What you have to do - Format the lines below as a JSON list of strings, one string per line with blank lines left out. Begin at the line that contains "Would you mind indicating the side mirror in" and stop after the line that contains "(1000, 368)".

Data shown -
======
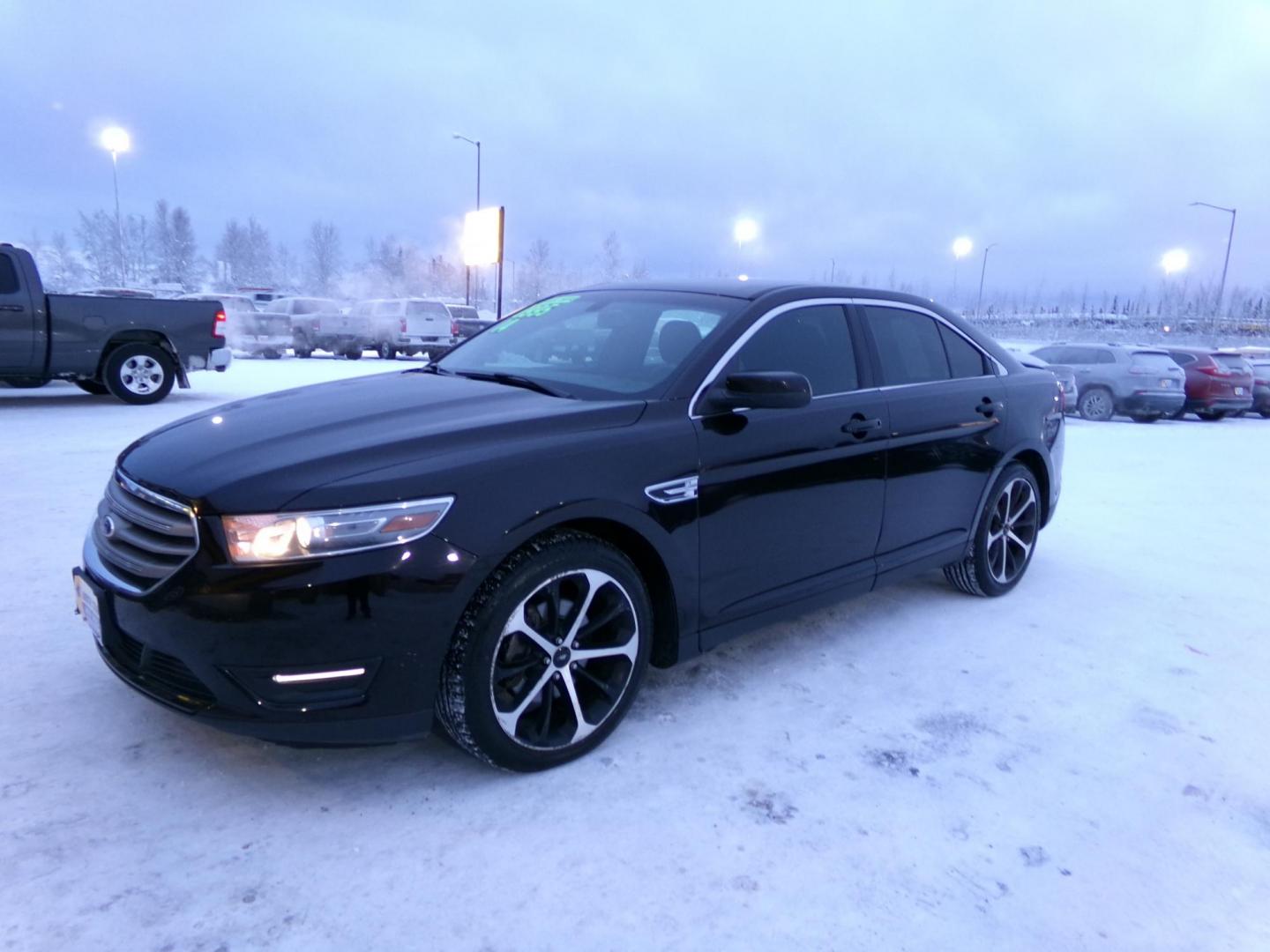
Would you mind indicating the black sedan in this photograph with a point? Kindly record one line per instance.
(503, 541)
======
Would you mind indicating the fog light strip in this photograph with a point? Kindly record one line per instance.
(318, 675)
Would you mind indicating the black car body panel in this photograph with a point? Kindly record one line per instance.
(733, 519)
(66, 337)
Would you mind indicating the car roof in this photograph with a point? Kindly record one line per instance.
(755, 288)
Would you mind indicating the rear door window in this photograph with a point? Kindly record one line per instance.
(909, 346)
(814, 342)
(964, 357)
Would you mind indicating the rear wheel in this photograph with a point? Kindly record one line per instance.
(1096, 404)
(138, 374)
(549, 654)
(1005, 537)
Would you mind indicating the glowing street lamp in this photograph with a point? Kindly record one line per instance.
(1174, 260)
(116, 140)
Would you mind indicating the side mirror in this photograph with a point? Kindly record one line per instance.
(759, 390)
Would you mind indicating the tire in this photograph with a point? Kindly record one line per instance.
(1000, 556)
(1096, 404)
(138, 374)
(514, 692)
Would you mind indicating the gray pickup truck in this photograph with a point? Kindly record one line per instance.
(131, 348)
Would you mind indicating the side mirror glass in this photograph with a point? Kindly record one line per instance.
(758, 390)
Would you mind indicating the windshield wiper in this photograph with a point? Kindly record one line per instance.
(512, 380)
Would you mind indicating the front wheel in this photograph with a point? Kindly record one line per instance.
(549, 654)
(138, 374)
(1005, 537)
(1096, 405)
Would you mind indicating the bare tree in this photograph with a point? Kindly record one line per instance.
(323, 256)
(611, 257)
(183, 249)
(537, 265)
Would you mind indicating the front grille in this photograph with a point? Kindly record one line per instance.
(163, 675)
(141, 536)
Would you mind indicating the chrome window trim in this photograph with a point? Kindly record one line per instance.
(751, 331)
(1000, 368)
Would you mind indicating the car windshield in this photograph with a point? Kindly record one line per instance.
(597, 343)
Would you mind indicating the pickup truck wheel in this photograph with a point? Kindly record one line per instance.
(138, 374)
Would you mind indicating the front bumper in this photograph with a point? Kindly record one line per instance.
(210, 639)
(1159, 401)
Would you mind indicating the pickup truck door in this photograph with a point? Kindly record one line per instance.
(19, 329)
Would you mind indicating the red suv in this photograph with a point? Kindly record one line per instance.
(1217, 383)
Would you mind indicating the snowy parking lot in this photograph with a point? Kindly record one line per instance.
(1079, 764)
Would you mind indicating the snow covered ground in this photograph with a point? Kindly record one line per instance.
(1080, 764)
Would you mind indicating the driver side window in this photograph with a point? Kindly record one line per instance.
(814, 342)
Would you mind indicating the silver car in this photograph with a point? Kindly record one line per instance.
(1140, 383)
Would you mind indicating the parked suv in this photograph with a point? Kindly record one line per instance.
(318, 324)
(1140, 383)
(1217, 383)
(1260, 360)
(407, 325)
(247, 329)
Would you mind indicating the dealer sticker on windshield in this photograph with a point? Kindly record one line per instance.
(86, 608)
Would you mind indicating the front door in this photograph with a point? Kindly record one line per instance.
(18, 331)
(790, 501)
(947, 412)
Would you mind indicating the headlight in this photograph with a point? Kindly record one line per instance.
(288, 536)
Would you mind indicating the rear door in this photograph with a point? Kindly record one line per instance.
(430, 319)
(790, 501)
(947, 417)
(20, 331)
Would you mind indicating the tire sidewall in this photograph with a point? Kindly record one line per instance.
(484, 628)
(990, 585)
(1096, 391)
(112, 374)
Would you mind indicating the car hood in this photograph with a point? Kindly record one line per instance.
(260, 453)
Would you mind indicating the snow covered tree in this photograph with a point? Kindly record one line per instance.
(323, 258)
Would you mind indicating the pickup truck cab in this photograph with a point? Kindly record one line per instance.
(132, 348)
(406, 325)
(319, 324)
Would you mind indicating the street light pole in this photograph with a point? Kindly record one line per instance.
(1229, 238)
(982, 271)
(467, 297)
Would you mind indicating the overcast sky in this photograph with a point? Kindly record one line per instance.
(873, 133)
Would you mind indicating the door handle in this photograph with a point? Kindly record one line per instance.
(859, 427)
======
Finished task -
[
  "Would you mind indicating the side mirror in this photograph with a point? Kindly record one line per instance.",
  "(759, 390)",
  "Would you mind indicating the tire in this photograph with a point? Kindly record one line per instance.",
  "(1000, 556)",
  "(1096, 404)",
  "(138, 374)",
  "(514, 692)",
  "Would you mind indicating the gray pickup truck in this photograph with a point? Kindly record one line per instance.",
  "(131, 348)",
  "Would you mind indicating the side mirror glass in this photograph with a point? Kindly record one line per instance.",
  "(758, 390)",
  "Would you mind indicating the windshield wiper in this photograph with a point? Kindly record one line per instance.",
  "(512, 380)",
  "Would you mind indicating the front wheel in this photograph with a point? Kindly record one line per instance.",
  "(549, 654)",
  "(138, 374)",
  "(1005, 537)",
  "(1096, 405)",
  "Would you mind indicating the bare tree in this photograph with a point? Kindly record one line per instance.",
  "(323, 256)",
  "(611, 257)",
  "(183, 249)",
  "(537, 265)",
  "Would you mind indicating the front grille in this photograph with a point? Kindly record one line per instance.",
  "(163, 675)",
  "(141, 536)",
  "Would you mind indicating the chrome window trim in this photograph with a point? Kindly record one line per instance.",
  "(751, 331)",
  "(1000, 368)"
]